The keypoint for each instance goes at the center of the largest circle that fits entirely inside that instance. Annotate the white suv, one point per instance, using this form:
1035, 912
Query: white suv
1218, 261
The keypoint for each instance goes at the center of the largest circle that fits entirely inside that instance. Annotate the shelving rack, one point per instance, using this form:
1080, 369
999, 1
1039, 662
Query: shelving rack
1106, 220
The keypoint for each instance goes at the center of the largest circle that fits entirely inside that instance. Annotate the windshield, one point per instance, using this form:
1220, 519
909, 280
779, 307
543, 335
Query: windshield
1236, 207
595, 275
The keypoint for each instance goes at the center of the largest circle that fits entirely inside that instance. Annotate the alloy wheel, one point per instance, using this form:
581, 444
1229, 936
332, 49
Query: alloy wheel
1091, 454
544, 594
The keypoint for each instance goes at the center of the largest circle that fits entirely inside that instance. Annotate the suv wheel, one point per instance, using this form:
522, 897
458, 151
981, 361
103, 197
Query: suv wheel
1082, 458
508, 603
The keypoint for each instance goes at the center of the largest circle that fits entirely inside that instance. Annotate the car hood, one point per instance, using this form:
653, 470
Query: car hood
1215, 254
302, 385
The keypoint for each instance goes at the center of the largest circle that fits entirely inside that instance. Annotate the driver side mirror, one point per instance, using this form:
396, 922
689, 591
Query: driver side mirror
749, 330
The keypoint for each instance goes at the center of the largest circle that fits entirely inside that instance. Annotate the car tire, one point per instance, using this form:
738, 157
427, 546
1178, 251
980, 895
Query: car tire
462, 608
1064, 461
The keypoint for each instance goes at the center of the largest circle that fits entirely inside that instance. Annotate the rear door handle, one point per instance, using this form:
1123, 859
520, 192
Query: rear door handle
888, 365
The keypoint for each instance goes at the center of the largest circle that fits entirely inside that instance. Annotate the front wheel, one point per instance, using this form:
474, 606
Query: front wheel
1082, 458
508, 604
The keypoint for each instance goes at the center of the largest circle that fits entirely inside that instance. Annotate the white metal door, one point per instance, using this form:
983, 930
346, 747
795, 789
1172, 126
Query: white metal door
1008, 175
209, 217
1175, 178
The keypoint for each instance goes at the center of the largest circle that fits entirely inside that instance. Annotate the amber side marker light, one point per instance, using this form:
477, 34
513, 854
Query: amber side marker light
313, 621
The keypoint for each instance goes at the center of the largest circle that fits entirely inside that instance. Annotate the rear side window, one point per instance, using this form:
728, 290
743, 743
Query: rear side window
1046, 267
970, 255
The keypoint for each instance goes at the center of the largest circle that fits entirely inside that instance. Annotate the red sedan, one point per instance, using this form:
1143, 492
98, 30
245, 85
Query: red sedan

┄┄┄┄┄┄┄┄┄┄┄┄┄┄┄┄┄┄┄┄

Task brief:
Output all records verbatim.

Expected answer:
The keypoint for each instance goes at the center of the largest circle that fits entirely inside that instance. Annotate the white suv, one point per instance, using this form:
1035, 912
Query: white suv
1218, 261
The keypoint for each instance goes at the center of the largest circle that fits entirely inside that instance. Annotate the shelving rack, one point per instance, using this form:
1080, 369
999, 1
1039, 662
Query: shelving rack
1106, 220
The keypoint for each instance goes at the center of the largest circle that fits entirely inside that instance. Annotate the windshield, one point per instance, using this form:
1220, 519
909, 280
779, 307
543, 335
Query: windshield
1236, 207
595, 275
The keypoint for each instance goes at the center of the largest circle that fits entirely inside that instance. Annotate the alloy wheel, one point per instance, using this form:
581, 444
1229, 936
332, 49
Query: alloy wheel
1091, 454
544, 594
The keypoint for each instance goes at the center of the largest circle that fits entirely inside that instance. Annotate the suv wheel, one point per instance, using this form:
522, 897
458, 151
981, 361
103, 197
Query: suv wheel
1082, 458
508, 603
The keypoint for each instance goes at the center of the largest circle that fits entirely inside that instance. Annotate the car hood, one point per instance, using this form:
653, 470
Query: car hood
1215, 254
302, 385
The keypoint for each instance goes at the center of the largest circle that fits entirely inside that instance. Annotate the driver side mirror, one point per instance, using this form:
396, 922
689, 591
Query: driver side mirror
749, 330
The keypoint for each instance goes at the center of the largest circle that fits entirely inside that instance. Annotate the car tire, one point per instance, using this form:
738, 157
427, 546
1178, 251
980, 895
Query: car tire
462, 608
1064, 461
The keypoint for each instance goes at the center of the largest circle that fits entirely inside that instance. Annotate the rear door handle, one point per instance, using this form:
1123, 859
520, 192
Query: rear door handle
888, 365
The keypoint for each instance goes at the center of the largest circle that fits entirely inside that instance. Annotate the front wheel, one point per instance, using this form:
474, 606
Query: front wheel
1082, 458
508, 604
The keypoint for each instance goes at the center of the largest circle that fits entirely inside that instance. Annotate the white metal door, one point per instance, using this form:
983, 930
346, 747
795, 789
1172, 126
Query: white metal door
1008, 175
209, 217
1175, 178
The keypoint for each instance goes at the center of the largest circle that fits entirely inside that instance. Annotate the amber side marker light, one point per instance, using this form:
477, 34
513, 854
Query: amber side marker light
313, 621
The keypoint for each instance goes at the center of the largest circle that fits entirely inside that instance. Annotate the rear side window, one point per instance, using this form:
728, 290
743, 743
Query: rear side window
1046, 267
970, 255
The keypoint for each instance goes at the center of the largest circle that fits entirely inside that instance. Annotate the red sedan, one point per instance, using this form:
1143, 492
98, 30
245, 85
Query: red sedan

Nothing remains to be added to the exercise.